Dr. Przkora co-authors research paper on shifts in opioid prescribing

Featured Research MicroscopeRene Przkora, MD, PhD, Professor of Anesthesiology and Chief of the Pain Medicine Division, is a co-author on a research paper published in January in Pain Medicine describing a shift in U.S. opioid prescribing that sheds light on the effects of opioid prescription legislation.

Over the 5-year period from 2013 to 2017, pain management providers as well as physical medicine and rehabilitation providers increased opioid prescribing claims to Medicare Part D enrollees, while physicians in every other specialty decreased opioid prescribing, the retrospective study found. Of the specialties, emergency medicine and orthopedic surgery dropped the most.

Primary care physicians (PCPs) had one of the biggest declines in opioid claims while non-physician practitioners (advanced practice registered nurses and physician assistants) and dentists increased claims, according to the study, which analyzed publicly available Medicare Part D Prescriber Data.

Dataset entries

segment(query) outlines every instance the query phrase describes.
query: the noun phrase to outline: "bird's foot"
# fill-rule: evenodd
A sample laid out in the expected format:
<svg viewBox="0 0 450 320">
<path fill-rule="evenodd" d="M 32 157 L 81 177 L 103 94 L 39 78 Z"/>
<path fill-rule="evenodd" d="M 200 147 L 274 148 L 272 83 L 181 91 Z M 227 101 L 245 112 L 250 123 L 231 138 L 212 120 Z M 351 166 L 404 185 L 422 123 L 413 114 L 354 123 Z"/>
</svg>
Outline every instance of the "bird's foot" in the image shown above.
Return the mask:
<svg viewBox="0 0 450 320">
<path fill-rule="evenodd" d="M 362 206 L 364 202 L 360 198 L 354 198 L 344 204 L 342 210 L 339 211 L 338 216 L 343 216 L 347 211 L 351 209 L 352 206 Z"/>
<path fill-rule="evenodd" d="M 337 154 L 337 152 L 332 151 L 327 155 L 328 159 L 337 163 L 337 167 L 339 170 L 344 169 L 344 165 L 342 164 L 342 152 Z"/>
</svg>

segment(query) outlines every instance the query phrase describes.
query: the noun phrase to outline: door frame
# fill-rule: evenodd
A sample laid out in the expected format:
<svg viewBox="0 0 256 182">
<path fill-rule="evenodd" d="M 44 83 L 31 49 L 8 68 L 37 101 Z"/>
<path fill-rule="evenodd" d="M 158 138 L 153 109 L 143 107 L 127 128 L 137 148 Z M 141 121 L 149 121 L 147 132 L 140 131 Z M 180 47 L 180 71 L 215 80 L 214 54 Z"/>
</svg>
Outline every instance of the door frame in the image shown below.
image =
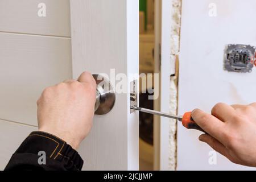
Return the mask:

> _Task set_:
A: Duplicate the passage of the article on opioid prescribing that opens with the words containing "Dr. Przkora co-authors" and closes with "opioid prescription legislation.".
B: For each statement, say yes or no to whether it agrees with the article on opioid prescribing, quoting the article's deciding words: (i) the study covered the years 2013 through 2017; (ii) dentists decreased their opioid claims; (iii) the paper was published in Pain Medicine.
The dataset entries aren't needed here.

> _Solutions to each task_:
A:
Dr. Przkora co-authors research paper on shifts in opioid prescribing

Featured Research MicroscopeRene Przkora, MD, PhD, Professor of Anesthesiology and Chief of the Pain Medicine Division, is a co-author on a research paper published in January in Pain Medicine describing a shift in U.S. opioid prescribing that sheds light on the effects of opioid prescription legislation.

B:
(i) Yes: "Over the 5-year period from 2013 to 2017"
(ii) No: "non-physician practitioners (advanced practice registered nurses and physician assistants) and dentists increased claims"
(iii) Yes: "published in January in Pain Medicine"